Data extracted from a collection:
▼▼▼

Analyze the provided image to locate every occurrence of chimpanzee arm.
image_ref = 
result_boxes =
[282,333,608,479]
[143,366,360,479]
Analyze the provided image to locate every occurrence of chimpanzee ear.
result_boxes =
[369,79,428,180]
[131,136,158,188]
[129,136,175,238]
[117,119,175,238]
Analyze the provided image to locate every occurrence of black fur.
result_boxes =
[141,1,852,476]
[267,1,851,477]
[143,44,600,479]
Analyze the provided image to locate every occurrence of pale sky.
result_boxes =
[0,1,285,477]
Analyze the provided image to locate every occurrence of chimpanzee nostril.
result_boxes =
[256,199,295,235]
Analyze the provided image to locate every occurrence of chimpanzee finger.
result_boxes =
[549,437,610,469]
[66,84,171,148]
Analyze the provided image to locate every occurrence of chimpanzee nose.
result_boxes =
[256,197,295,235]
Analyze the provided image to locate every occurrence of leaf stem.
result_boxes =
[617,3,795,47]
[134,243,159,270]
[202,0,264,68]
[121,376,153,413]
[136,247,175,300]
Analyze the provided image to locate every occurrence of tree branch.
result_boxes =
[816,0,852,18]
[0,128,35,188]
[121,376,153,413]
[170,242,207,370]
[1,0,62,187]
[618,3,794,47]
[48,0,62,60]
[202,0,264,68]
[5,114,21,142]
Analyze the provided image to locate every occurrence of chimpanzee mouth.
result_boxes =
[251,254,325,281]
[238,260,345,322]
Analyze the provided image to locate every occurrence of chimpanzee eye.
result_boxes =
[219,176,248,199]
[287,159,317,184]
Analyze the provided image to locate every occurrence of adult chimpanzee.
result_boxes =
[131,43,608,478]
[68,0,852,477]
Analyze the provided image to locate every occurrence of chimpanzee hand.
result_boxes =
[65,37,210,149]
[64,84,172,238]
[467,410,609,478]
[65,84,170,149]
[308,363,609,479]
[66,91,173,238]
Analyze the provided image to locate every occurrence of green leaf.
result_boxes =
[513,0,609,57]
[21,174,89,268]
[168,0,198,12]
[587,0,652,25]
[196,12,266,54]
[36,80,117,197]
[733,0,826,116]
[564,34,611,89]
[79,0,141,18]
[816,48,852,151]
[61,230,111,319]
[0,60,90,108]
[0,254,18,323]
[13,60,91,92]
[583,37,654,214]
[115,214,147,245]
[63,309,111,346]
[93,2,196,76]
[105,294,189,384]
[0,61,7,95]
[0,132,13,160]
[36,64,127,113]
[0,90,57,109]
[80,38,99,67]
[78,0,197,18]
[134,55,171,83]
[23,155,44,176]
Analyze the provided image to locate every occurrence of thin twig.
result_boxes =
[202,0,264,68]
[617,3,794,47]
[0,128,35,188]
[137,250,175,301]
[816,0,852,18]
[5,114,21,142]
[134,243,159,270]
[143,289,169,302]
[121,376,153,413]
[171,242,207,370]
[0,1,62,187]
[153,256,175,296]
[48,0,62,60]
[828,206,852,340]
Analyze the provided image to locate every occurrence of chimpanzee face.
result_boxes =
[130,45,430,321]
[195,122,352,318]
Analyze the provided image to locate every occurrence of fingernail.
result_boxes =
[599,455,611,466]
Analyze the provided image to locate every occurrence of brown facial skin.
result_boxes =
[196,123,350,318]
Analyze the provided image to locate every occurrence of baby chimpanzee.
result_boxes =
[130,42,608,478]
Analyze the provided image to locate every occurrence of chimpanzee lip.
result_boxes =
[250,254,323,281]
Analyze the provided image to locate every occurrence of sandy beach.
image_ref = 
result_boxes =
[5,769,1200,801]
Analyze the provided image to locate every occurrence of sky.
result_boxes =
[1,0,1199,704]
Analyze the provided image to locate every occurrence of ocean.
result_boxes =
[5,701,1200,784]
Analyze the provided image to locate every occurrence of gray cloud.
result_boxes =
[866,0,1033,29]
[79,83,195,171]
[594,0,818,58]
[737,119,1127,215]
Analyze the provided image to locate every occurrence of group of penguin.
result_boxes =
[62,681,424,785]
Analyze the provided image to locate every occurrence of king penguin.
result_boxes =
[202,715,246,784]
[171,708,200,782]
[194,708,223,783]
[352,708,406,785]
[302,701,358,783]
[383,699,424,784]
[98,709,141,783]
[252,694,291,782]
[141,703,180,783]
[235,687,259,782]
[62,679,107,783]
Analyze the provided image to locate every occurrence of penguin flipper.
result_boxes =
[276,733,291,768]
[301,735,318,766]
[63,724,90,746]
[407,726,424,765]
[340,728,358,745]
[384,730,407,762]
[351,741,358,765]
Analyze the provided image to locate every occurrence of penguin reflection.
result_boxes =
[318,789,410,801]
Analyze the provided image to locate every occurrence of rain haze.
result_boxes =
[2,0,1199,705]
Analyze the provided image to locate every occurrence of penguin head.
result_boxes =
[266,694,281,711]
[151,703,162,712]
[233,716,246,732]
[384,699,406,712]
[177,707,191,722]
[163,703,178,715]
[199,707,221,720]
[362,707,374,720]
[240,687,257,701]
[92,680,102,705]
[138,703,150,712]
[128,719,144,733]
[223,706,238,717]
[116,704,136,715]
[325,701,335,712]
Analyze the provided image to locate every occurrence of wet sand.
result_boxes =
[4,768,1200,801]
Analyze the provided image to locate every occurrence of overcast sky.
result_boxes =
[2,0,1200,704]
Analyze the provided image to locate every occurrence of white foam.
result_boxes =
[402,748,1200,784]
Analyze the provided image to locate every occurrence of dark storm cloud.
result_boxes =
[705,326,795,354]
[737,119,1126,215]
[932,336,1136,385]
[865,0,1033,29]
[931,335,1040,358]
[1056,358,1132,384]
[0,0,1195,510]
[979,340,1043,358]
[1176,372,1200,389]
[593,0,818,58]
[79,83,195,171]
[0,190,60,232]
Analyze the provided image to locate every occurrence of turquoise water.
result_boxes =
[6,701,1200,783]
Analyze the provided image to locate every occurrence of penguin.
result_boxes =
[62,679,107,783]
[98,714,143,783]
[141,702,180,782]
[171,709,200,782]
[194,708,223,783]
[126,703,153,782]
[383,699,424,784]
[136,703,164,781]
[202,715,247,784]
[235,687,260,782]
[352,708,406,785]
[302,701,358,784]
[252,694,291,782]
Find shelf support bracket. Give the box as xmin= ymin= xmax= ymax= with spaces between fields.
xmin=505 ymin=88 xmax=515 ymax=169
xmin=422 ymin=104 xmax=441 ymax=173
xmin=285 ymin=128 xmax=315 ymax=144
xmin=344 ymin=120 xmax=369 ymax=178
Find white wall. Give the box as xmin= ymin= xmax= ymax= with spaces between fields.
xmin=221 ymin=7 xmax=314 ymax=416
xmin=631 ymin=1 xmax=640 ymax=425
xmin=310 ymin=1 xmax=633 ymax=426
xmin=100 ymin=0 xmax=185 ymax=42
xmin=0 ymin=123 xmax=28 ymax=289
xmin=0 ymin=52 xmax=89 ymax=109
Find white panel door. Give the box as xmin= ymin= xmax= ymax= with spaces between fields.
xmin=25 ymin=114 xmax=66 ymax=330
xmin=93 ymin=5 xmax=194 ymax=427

▲▲▲

[What the exercise asks]:
Write down the entries above again. Copy them word for word.

[Answer to this task]:
Analyze the provided image to locate every occurrence of chimpanzee arm.
image_ref = 
result_boxes =
[282,333,608,479]
[143,366,360,479]
Analyze the provided image to locate every occurrence of chimpanzee ear.
result_boxes =
[369,79,428,180]
[131,136,158,188]
[129,136,175,238]
[117,119,175,238]
Analyze the provided image to locate every occurrence of black fur.
result_boxes =
[141,1,852,476]
[267,1,851,477]
[143,44,600,479]
Analyze the provided image to locate every occurrence of pale sky.
result_boxes =
[0,1,285,477]
Analyze the provided image to locate every occurrence of chimpanzee nostril.
result_boxes =
[256,199,295,235]
Analyze the provided image to locate every occurrence of chimpanzee finger.
result_boxes =
[549,437,610,469]
[66,84,171,148]
Analyze the provided image to locate every occurrence of chimpanzee nose.
result_boxes =
[256,197,295,235]
Analyze the provided image to locate every occurrence of leaf stem.
result_boxes =
[617,3,795,47]
[134,243,159,270]
[202,0,264,68]
[121,376,153,413]
[136,247,175,300]
Analyze the provided image to locate every occurrence of tree branch.
result_boxes =
[816,0,852,18]
[0,128,35,188]
[121,376,153,413]
[170,242,207,370]
[1,0,62,187]
[618,3,794,47]
[48,0,62,60]
[202,0,264,68]
[5,114,21,142]
Analyze the provided image to locate every occurrence of chimpanzee mouth.
result_boxes =
[251,254,325,281]
[238,260,345,322]
Analyze the provided image to locate every occurrence of chimpanzee eye.
result_boxes =
[219,176,248,199]
[287,159,317,184]
Analyze the provided image to locate every occurrence of adult chimpanzee.
result_boxes =
[131,43,608,478]
[68,0,852,477]
Analyze the provided image to locate every occurrence of chimpanzee hand.
result_boxes =
[65,37,210,149]
[64,84,172,238]
[467,410,609,478]
[65,84,170,149]
[308,363,609,479]
[66,91,173,238]
Analyze the provided image to locate every occurrence of green leaf.
result_boxes =
[513,0,609,57]
[21,174,89,268]
[168,0,198,12]
[587,0,652,25]
[196,12,266,54]
[36,80,117,197]
[733,0,826,116]
[564,34,611,89]
[79,0,141,18]
[816,48,852,151]
[61,230,111,319]
[0,60,90,108]
[0,254,18,323]
[13,60,91,92]
[583,37,654,214]
[115,214,147,245]
[63,309,111,346]
[93,2,196,76]
[105,294,189,384]
[0,61,7,95]
[0,132,13,160]
[36,64,127,113]
[0,90,57,109]
[80,38,99,67]
[78,0,197,18]
[134,55,171,83]
[23,155,44,176]
Analyze the provided image to locate every occurrence of thin twig.
result_boxes =
[202,0,264,68]
[617,3,794,47]
[0,128,35,188]
[137,250,175,301]
[816,0,852,18]
[5,114,21,142]
[134,243,159,270]
[143,289,169,302]
[121,376,153,413]
[171,242,207,370]
[0,1,62,187]
[153,256,175,296]
[48,0,62,60]
[828,206,852,340]
Analyze the provided image to locate every occurrence of chimpanzee face.
result_boxes =
[130,45,430,321]
[195,122,352,318]
Analyze the provided image to locate every occurrence of fingernail.
result_boxes =
[599,455,611,466]
Analyze the provided image to locate every occurrence of brown facial skin.
result_boxes =
[196,123,350,318]
Analyze the provided image to locate every occurrence of baby chimpanzee.
result_boxes =
[130,42,608,478]
Analyze the provided image to locate every occurrence of chimpanzee lip.
result_boxes =
[250,254,323,281]
Analyze the provided image to locate every occurrence of sandy beach.
image_ref = 
result_boxes =
[5,769,1200,801]
Analyze the provided image to locate every occurrence of sky.
result_boxes =
[1,0,1199,704]
Analyze the provided image to locate every occurrence of ocean.
result_boxes =
[5,701,1200,784]
Analyze the provided image to locate every occurrence of gray cloud.
result_boxes =
[866,0,1033,29]
[79,83,195,171]
[594,0,818,58]
[737,119,1127,215]
Analyze the provided image to locate every occurrence of group of penguin.
result_boxes =
[62,681,424,785]
Analyze the provided image to locate every occurrence of king penguin.
result_boxes =
[202,715,246,784]
[171,708,200,782]
[194,708,223,783]
[352,708,406,785]
[302,701,358,783]
[383,699,424,784]
[98,709,141,783]
[252,694,291,782]
[141,703,180,783]
[235,687,259,782]
[62,679,107,783]
Analyze the provided image to locate every occurrence of penguin flipper.
result_boxes =
[276,733,291,768]
[301,735,318,766]
[63,724,90,746]
[407,726,424,765]
[340,728,358,745]
[384,730,407,762]
[351,741,358,765]
Analyze the provided image to locate every occurrence of penguin reflection.
result_boxes =
[318,789,410,801]
Analyze the provided image to locate every occurrence of rain haze.
result_boxes =
[2,0,1199,705]
Analyze the provided image to locate every occurrence of penguin head.
result_boxes =
[266,694,281,711]
[151,703,162,712]
[233,716,246,732]
[384,699,406,712]
[177,707,191,722]
[163,703,178,715]
[199,707,221,720]
[362,707,374,720]
[240,687,257,701]
[92,680,102,705]
[138,703,150,712]
[128,719,144,733]
[223,706,238,717]
[116,704,136,715]
[325,701,335,712]
Analyze the provided image to locate every occurrence of wet sand.
result_boxes =
[4,768,1200,801]
Analyze the provided image to locate every occurrence of overcast sky.
result_boxes =
[2,0,1200,704]
Analyze the provided image to locate every occurrence of white foam.
result_boxes =
[402,748,1200,784]
Analyze the provided image to locate every occurrence of dark storm cloud.
result_boxes =
[705,326,795,354]
[737,119,1126,215]
[932,336,1136,385]
[865,0,1033,29]
[931,335,1040,358]
[1056,358,1132,384]
[0,0,1195,510]
[979,340,1043,358]
[1176,372,1200,389]
[593,0,818,58]
[79,83,195,171]
[0,190,60,232]
Analyze the provided image to locate every occurrence of turquoise water.
result_boxes =
[6,701,1200,783]
Analyze the provided image to locate every occurrence of penguin.
result_boxes =
[62,679,107,783]
[98,714,143,783]
[141,702,180,782]
[171,709,200,782]
[194,708,223,783]
[126,703,153,782]
[383,699,424,784]
[136,703,164,781]
[202,715,247,784]
[235,687,260,782]
[352,708,406,785]
[302,701,358,784]
[252,694,291,782]
Find shelf support bracket. Give the box as xmin= ymin= xmax= ymax= with spaces between fields.
xmin=505 ymin=88 xmax=515 ymax=169
xmin=422 ymin=104 xmax=441 ymax=173
xmin=285 ymin=128 xmax=315 ymax=144
xmin=344 ymin=120 xmax=369 ymax=178
Find white wall. Give the box as xmin= ymin= xmax= ymax= with spaces between fields.
xmin=221 ymin=7 xmax=314 ymax=416
xmin=631 ymin=1 xmax=640 ymax=425
xmin=310 ymin=1 xmax=633 ymax=426
xmin=100 ymin=0 xmax=185 ymax=42
xmin=0 ymin=123 xmax=28 ymax=289
xmin=0 ymin=52 xmax=89 ymax=109
Find white panel door. Give the box as xmin= ymin= xmax= ymax= with spaces between fields.
xmin=25 ymin=114 xmax=66 ymax=330
xmin=93 ymin=5 xmax=194 ymax=427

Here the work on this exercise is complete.